Als Lokomotivführer gab heuer erstmals Christian Graf Destination und Tempo vor. Mit dem entsprechenden Respekt vor dem Autor der Posse „Eisenbahnheiraten“ hat den ambitionierten Regisseur dennoch der Hafer gestochen. Wie viele seiner Kollegen ist er in eine Zeitfalle getappt. Aus einem im Programmheft ausführlich dargelegten Grund hat er die Handlung in die 1980er-Jahre verlegt. Da aber die beiden Ziele als die Neustadt im Süden von Wien und Brünn an der Nordbahn im Original angeführt sind, wird das Ganze kompliziert. Damals lag Brno hinter dem Eisernen Vorhang und war mehr oder weniger unerreichbar. Weiters war die Donaustadt Krems längst an das Österreichische Einsenbahnnetz angebunden. Man darf also verwundert sein, wenn der Blasinstrumentenmacher Peter Stimmstock so um 1985 herum per Kutsche zu seinem Bruder Ignaz nach Wien anreist und noch nie im Leben einen Bahnhof, geschweige denn einen Zug gesehen hat.

------------

• ARBEITSAUFTRAG
Prüfe, ob die Aussagen (a) „Die Handlung wurde in die 1980er-Jahre verlegt“, (b) „Im Original werden Wien und Prag als Ziele genannt“ und (c) „Peter Stimmstock reist mit dem Zug zu seinem Bruder nach Wien“ mit dem Textabschnitt über die Posse „Eisenbahnheiraten“ übereinstimmen. Beantworte jede mit Ja oder Nein und zitiere wörtlich die entscheidenden Worte des Textes. Die Auflistung stammt aus einer anderen Quelle.

------------

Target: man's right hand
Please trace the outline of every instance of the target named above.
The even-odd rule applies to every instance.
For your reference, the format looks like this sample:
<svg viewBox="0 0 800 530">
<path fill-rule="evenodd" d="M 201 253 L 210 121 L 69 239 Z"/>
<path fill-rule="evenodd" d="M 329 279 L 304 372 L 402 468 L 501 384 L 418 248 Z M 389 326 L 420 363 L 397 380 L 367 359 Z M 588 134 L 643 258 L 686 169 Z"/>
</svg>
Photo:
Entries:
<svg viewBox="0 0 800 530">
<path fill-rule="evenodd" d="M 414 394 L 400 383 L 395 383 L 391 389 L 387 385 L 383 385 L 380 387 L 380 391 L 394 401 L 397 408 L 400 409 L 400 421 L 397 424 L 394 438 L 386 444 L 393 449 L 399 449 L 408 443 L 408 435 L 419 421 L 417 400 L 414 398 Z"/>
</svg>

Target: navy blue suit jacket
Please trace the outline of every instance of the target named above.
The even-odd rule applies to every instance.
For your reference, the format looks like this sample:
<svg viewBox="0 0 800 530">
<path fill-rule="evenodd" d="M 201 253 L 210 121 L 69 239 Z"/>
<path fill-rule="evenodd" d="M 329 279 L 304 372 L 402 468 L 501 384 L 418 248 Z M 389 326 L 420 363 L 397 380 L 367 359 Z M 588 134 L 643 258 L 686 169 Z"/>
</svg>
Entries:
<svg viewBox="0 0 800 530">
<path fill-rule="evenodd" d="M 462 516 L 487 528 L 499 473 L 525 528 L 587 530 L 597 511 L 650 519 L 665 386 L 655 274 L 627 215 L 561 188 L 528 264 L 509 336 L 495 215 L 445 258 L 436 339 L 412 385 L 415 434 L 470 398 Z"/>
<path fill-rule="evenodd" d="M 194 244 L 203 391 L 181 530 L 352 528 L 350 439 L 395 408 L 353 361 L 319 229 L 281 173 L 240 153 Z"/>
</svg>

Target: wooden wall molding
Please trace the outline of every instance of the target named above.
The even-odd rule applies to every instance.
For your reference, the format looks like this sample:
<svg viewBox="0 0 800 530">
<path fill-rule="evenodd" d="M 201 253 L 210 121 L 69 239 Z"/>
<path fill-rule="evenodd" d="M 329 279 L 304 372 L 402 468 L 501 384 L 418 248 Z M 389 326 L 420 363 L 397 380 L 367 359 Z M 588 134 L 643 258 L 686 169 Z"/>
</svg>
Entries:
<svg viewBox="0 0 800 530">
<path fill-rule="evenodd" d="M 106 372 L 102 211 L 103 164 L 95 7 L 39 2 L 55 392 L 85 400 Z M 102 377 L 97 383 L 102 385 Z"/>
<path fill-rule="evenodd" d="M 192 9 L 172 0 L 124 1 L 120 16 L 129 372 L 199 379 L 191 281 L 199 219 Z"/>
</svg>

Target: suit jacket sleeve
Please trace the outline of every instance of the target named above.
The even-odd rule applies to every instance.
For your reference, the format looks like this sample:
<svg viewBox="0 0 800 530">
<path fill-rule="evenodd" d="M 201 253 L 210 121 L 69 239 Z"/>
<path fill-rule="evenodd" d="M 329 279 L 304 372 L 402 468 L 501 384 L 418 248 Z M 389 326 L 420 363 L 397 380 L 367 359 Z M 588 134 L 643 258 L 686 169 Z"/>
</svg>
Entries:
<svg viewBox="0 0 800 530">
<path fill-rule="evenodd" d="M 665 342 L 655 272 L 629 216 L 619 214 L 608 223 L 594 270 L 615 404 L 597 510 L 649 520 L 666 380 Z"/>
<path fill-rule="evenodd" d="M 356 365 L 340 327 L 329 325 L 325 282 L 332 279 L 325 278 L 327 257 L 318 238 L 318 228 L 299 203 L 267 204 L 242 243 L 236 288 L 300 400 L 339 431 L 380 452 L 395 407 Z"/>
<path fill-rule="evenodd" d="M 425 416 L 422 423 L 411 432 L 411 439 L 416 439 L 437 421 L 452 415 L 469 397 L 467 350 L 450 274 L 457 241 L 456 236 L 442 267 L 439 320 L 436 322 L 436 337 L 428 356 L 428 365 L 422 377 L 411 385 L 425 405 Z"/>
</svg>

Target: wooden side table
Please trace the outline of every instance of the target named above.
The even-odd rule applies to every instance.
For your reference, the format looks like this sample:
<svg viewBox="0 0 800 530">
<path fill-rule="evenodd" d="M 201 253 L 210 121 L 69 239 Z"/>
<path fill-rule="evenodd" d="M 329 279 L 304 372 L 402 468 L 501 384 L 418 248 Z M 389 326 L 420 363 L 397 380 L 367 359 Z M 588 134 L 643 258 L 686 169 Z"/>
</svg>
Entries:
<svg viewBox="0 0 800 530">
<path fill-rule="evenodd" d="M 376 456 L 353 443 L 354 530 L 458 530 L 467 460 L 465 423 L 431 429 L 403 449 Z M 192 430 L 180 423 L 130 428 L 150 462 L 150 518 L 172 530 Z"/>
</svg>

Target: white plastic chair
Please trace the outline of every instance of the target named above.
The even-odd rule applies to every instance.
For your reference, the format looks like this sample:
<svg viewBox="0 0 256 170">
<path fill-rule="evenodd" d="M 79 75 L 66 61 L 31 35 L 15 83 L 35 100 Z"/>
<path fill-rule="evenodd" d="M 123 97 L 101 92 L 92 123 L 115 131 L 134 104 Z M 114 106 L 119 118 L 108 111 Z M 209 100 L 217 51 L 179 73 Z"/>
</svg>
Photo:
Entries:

------------

• VOLLSTÄNDIGE ANTWORT
(a) Ja: „hat er die Handlung in die 1980er-Jahre verlegt“
(b) Nein: „die Neustadt im Süden von Wien und Brünn an der Nordbahn im Original angeführt“
(c) Nein: „per Kutsche zu seinem Bruder Ignaz nach Wien anreist“